## Goal A
Reproduce, word for word, the stretch of the memoir excerpt from "Don’t ever get" through "the night shift.".
## Goal B
List every line in the records that contains the string "bounding", matching case exactly.

## Selected text

----------------------------------------

We go to the parking lot, and I think of Curt Gowdy.
Don’t ever get jaded.
I think also of the great Jim McKay, and his line from
Wide World of Sports
. “The human drama of athletic competition.” You just don’t know what’s going to happen. But so often, sports have the capacity to create these moments. The kinds of moments I’ve had the great fortune to broadcast throughout a career I dreamed of since I was six years old.

From minor-league baseball in Hawaii to the Miracle on Ice to
Monday Night Football
to
Sunday Night Football
and so much in between, if there’s such a thing as reincarnation, and if you believe in the law of averages, in my next life I’ll be working in a sulfur mine.

In Mongolia.

On the night shift.

I’m always remembering how lucky I’ve been. And I have this crazy, unscripted drama known as sports to thank for it all.

CHAPTER 1

Brooklyn

M
Y FIRST MEMORY IN
life is going to Ebbets Field in the summer of 1950.

I was almost six, and the ballpark was a twenty-minute walk from our second-story apartment in the Flatbush section of Brooklyn. We walked in on the first-base side of Ebbets Field, and more than sixty years later, I can still see the colors vividly in my mind’s eye. The grass was a stunning shade of green. The red-brown infield dirt. The uniforms that seemed almost too white to be real—what Vin Scully has described through the years as “wedding cake white.”

I remember everything about Ebbets Field. I remember the signage at the bottom of the right field wall. And I remember the faces of the players. Jackie Robinson, taking infield practice. Duke Snider and Pee Wee Reese, walking out from the dugout to the batting cage.

----------------------------------------

## Given data
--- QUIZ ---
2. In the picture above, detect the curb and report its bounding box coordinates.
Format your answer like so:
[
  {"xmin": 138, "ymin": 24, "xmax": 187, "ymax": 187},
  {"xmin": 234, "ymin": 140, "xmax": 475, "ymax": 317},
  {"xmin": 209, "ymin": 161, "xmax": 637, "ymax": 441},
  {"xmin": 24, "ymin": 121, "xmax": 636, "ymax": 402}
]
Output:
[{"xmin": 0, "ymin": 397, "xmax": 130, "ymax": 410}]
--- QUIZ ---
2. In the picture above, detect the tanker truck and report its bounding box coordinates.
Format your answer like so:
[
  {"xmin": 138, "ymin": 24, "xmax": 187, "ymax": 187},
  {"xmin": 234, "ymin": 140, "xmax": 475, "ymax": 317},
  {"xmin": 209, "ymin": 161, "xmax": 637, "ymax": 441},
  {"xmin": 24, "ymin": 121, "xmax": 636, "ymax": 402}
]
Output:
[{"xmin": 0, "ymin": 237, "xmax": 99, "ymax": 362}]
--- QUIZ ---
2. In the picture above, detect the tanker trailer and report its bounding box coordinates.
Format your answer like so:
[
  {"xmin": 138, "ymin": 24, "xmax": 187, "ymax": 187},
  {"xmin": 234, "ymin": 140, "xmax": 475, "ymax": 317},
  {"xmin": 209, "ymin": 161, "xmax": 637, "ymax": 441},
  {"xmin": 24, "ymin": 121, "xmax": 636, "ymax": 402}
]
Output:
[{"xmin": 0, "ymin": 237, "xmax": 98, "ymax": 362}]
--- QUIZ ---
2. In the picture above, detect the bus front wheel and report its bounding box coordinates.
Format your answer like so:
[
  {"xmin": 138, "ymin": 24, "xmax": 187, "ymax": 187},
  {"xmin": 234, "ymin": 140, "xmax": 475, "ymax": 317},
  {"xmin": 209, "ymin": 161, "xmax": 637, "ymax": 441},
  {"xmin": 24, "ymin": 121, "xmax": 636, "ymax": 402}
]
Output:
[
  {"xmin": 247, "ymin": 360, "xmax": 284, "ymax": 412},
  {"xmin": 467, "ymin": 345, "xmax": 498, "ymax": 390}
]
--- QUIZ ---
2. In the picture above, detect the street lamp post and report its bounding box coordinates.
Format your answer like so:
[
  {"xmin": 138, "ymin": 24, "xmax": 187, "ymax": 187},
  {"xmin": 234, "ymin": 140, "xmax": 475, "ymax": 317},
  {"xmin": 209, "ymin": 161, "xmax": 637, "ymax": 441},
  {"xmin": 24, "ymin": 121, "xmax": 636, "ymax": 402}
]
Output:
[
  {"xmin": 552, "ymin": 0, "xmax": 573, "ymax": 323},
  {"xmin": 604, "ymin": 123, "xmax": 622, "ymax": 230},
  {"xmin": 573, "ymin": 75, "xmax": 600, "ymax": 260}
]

----------------------------------------

## Exercise result A
Don’t ever get jaded.
I think also of the great Jim McKay, and his line from
Wide World of Sports
. “The human drama of athletic competition.” You just don’t know what’s going to happen. But so often, sports have the capacity to create these moments. The kinds of moments I’ve had the great fortune to broadcast throughout a career I dreamed of since I was six years old.

From minor-league baseball in Hawaii to the Miracle on Ice to
Monday Night Football
to
Sunday Night Football
and so much in between, if there’s such a thing as reincarnation, and if you believe in the law of averages, in my next life I’ll be working in a sulfur mine.

In Mongolia.

On the night shift.

## Exercise result B
2. In the picture above, detect the curb and report its bounding box coordinates.
2. In the picture above, detect the tanker truck and report its bounding box coordinates.
2. In the picture above, detect the tanker trailer and report its bounding box coordinates.
2. In the picture above, detect the bus front wheel and report its bounding box coordinates.
2. In the picture above, detect the street lamp post and report its bounding box coordinates.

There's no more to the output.